== SOURCE PASSAGE ==
We’re a big fan of automatically monitoring KPIs and having quick investigation tools into examining why the data changed.
Over the next few weeks, we’re going to look deeply into each aspect of the Performance Analyzer tool (available for Adalysis members or via a Free Google Data Studio report). This report can make diagnosing KPI and data changes incredibly fast if you know the influencing account changes that affect each metric change.
Before we get into that, we want to share some survey results of why a tool like this is so incredibly important to have at your disposal. We surveyed 487 PPC managers about KPI monitoring, and this is what we learned.
We wanted to know what type of KPIs are most commonly monitored and were surprised to find that Total Clicks was the number one item, which was closely followed by total conversions. The second most common items were ROAS and CPA. Some companies monitored both of those metrics, but the majority of companies only monitored CPA (lead gen) or ROAS (ecommerce).
The ‘Other’ was a big category that gathered a lot of various responses. The most common write-in was Quality Score, followed by spend and budgets. Surprisingly, average position was the fourth most common write-in for KPIs being monitored.
While you can easily argue that Quality Score, budgets, and average position are not KPI metrics – if that’s what the company is measuring then it’s something we need to make sure we can also monitor for those companies.
Once the KPIs being monitored were established, we wanted to know how often the KPIs were monitored. The most common response was monthly followed closely by weekly. Only 11% of companies were doing daily KPI monitoring.
While you might only want to monitor Quality Score monthly or Quarterly, monitoring your ROAS or CPA on a monthly basis seems like a bad idea when it’s so easy to automate seeing this data on a daily or weekly basis and only being alerted when something drops or falls below your threshold.
Lastly, we wanted to know when someone realized they were off target, how long does it take to figure out why so they can start to put a fix in place. When this question was asked, there was a caveat of “Consider delays in starting your investigation – not just the work itself. From noticing there is a problem to understanding why you are off target, what is the total time?”
Those who replied with less than 1 hour are impressive. However, 1 hour to same day should be the standard that we all strive for since it’s easy to visualize data.
The issues that arose were when a client or boss would ask an open ended question like:
These open ended questions, which should take only a few minutes to give an initial answer (but maybe not the entire picture) often would throw chaos into the PPC department who would start neglecting their work to run lots of reports to give an answer.
As it’s simple to automate KPI monitoring with scripts or tools, we wanted to know how many companies were automating KPI analysis. The answer was just too low; only 19% of the companies surveyed automate their KPI monitoring.
===
== DATA PROVIDED ==
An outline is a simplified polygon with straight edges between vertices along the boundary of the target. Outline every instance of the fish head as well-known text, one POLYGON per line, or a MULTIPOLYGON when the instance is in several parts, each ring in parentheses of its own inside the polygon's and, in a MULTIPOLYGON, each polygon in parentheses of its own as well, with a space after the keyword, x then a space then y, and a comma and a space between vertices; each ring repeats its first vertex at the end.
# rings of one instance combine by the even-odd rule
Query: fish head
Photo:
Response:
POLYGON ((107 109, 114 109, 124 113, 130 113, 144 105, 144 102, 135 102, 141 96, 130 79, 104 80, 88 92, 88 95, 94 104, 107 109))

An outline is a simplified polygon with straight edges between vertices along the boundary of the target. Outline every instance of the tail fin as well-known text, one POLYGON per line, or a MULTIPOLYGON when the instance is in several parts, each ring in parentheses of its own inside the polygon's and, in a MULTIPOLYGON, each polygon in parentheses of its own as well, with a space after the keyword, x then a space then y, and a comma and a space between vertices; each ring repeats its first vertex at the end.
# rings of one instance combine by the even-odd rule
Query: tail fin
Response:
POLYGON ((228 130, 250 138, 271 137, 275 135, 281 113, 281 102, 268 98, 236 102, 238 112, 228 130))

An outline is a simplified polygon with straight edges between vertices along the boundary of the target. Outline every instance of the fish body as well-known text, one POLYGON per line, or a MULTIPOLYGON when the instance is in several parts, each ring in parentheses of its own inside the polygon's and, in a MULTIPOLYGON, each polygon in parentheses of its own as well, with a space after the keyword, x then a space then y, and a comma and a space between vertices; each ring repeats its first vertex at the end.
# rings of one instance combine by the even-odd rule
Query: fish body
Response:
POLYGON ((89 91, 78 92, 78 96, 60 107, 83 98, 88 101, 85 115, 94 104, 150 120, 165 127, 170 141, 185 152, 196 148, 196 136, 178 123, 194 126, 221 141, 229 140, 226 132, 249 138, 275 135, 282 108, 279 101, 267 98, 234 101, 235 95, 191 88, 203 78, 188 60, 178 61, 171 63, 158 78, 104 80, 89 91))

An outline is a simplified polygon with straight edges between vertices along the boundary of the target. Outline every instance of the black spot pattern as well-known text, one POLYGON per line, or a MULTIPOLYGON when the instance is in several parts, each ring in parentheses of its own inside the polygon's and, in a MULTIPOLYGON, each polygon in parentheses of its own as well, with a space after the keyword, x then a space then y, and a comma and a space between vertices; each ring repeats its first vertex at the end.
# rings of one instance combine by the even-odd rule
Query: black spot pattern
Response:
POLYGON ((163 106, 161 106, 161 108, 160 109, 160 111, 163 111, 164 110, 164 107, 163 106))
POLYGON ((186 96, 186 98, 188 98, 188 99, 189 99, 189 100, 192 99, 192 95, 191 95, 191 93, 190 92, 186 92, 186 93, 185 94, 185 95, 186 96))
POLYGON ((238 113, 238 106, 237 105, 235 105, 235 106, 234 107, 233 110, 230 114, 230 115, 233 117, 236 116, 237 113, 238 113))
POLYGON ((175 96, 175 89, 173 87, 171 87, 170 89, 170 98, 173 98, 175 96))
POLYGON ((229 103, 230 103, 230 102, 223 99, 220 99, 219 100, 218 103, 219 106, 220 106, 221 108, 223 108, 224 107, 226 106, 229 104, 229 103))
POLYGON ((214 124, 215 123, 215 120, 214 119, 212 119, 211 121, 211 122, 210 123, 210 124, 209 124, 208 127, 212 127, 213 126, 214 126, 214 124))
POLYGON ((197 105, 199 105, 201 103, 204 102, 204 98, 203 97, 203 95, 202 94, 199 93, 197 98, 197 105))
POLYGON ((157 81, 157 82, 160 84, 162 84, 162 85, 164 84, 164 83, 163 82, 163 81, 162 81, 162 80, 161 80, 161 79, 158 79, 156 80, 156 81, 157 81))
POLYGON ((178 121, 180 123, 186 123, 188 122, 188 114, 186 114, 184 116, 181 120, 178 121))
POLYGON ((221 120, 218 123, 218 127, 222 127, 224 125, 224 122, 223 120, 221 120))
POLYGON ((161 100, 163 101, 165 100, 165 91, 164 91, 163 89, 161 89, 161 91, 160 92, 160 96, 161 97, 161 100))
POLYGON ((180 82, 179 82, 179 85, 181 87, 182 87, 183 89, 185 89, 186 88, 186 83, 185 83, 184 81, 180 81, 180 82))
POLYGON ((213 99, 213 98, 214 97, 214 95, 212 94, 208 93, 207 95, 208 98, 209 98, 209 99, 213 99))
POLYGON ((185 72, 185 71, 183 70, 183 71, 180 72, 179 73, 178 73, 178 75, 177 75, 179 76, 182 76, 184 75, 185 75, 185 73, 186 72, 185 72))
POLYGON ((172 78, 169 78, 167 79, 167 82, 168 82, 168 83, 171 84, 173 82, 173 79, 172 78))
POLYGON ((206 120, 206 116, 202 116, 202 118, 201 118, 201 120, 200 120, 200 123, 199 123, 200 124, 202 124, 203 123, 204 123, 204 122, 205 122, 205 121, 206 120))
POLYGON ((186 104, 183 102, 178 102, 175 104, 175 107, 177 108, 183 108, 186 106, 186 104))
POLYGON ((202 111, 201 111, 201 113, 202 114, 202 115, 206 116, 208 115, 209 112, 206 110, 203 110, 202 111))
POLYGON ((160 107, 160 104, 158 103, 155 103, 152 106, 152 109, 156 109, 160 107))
===
# ACTIVITIES
[a] Reproduce the KPI monitoring survey passage from "The issues that" to "their KPI monitoring.".
[b] Continue the KPI monitoring survey passage beyond its last sentence.

# ANSWERS FOR THIS EXERCISE
[a]
The issues that arose were when a client or boss would ask an open ended question like:
These open ended questions, which should take only a few minutes to give an initial answer (but maybe not the entire picture) often would throw chaos into the PPC department who would start neglecting their work to run lots of reports to give an answer.
As it’s simple to automate KPI monitoring with scripts or tools, we wanted to know how many companies were automating KPI analysis. The answer was just too low; only 19% of the companies surveyed automate their KPI monitoring.

[b]
While the KPIs you monitor will differ, the KPI monitoring should be automated. You can either use a tool like Adalysis to define your KPIs or set up alerts within the PPC platforms or use a script.
Once you know there’s an issue; then you need a quick way to visualize the factors that affect that KPI, like this Data Studio report (also automated within Adalysis) that shows you how your metrics changed and what influences those metrics.
For instance, this company saw impressions and clicks go up, but conversions dropped. The primary issue was a drop in conversion rate. That drove the increase in CPA. Therefore, in a single glance, we know that we should start digging into exactly where the conversion rate dropped to fix the issue.
This report has so much data on it that we need to understand what affects search volume, CTR, conversions, and our other metrics so that with just a glance, you can quickly identify what metrics changed and where. Once we understand all of these metrics, then the investigation can be swift and efficient so you can quickly put a fix into place.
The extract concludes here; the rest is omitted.